Dataset rows showing where objects appear:
+-------+

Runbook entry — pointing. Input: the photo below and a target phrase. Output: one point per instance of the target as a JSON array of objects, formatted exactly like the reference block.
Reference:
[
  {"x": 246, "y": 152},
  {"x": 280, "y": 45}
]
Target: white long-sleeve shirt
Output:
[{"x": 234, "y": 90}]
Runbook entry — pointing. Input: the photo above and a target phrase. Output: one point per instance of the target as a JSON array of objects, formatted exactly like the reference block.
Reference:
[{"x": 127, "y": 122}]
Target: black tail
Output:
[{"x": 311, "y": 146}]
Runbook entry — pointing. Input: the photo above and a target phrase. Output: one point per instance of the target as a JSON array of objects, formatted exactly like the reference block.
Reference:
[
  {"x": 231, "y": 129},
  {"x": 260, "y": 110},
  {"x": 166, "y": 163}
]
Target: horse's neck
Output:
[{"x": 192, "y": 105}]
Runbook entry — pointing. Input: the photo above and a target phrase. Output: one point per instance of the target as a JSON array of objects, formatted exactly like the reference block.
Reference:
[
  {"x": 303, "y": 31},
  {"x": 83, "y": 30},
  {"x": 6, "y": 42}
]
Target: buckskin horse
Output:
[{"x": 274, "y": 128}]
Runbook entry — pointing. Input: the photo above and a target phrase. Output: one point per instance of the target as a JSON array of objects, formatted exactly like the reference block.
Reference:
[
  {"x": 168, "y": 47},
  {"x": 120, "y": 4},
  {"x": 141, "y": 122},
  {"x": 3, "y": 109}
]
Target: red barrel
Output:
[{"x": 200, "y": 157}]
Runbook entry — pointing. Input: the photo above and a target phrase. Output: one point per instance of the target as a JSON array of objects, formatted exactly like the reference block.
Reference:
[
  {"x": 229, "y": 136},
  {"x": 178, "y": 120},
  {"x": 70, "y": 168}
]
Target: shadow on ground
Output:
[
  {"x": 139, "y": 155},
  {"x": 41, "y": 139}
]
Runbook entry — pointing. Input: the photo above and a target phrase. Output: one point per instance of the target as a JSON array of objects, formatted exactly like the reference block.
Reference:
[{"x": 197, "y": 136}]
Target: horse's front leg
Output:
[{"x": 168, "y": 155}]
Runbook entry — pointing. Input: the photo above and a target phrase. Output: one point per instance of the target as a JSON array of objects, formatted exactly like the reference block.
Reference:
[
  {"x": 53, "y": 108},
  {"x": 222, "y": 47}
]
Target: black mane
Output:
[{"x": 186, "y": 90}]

+-------+

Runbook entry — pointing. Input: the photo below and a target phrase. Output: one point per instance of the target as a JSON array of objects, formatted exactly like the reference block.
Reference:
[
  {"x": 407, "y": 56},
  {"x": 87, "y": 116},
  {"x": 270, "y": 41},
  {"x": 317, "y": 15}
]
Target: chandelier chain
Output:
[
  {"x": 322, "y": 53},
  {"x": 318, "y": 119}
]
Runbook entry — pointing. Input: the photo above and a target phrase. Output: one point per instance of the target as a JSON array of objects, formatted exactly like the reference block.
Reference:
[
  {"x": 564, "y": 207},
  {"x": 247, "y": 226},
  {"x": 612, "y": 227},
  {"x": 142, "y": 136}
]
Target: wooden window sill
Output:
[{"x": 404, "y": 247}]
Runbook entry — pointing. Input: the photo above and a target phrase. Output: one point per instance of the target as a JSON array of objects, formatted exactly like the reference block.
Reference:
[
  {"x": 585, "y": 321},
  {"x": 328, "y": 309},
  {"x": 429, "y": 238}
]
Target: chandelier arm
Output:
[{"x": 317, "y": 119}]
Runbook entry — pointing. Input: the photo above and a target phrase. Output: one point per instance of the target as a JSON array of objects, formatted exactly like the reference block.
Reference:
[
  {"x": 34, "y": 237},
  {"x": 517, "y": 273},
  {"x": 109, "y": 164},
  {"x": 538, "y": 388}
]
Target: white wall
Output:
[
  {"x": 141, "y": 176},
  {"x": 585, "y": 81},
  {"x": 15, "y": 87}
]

+-------+

Tally the lines of the records above that contain the string "black", treating uppercase and lowercase as distinct. Reply with the number alone.

The completed task: 2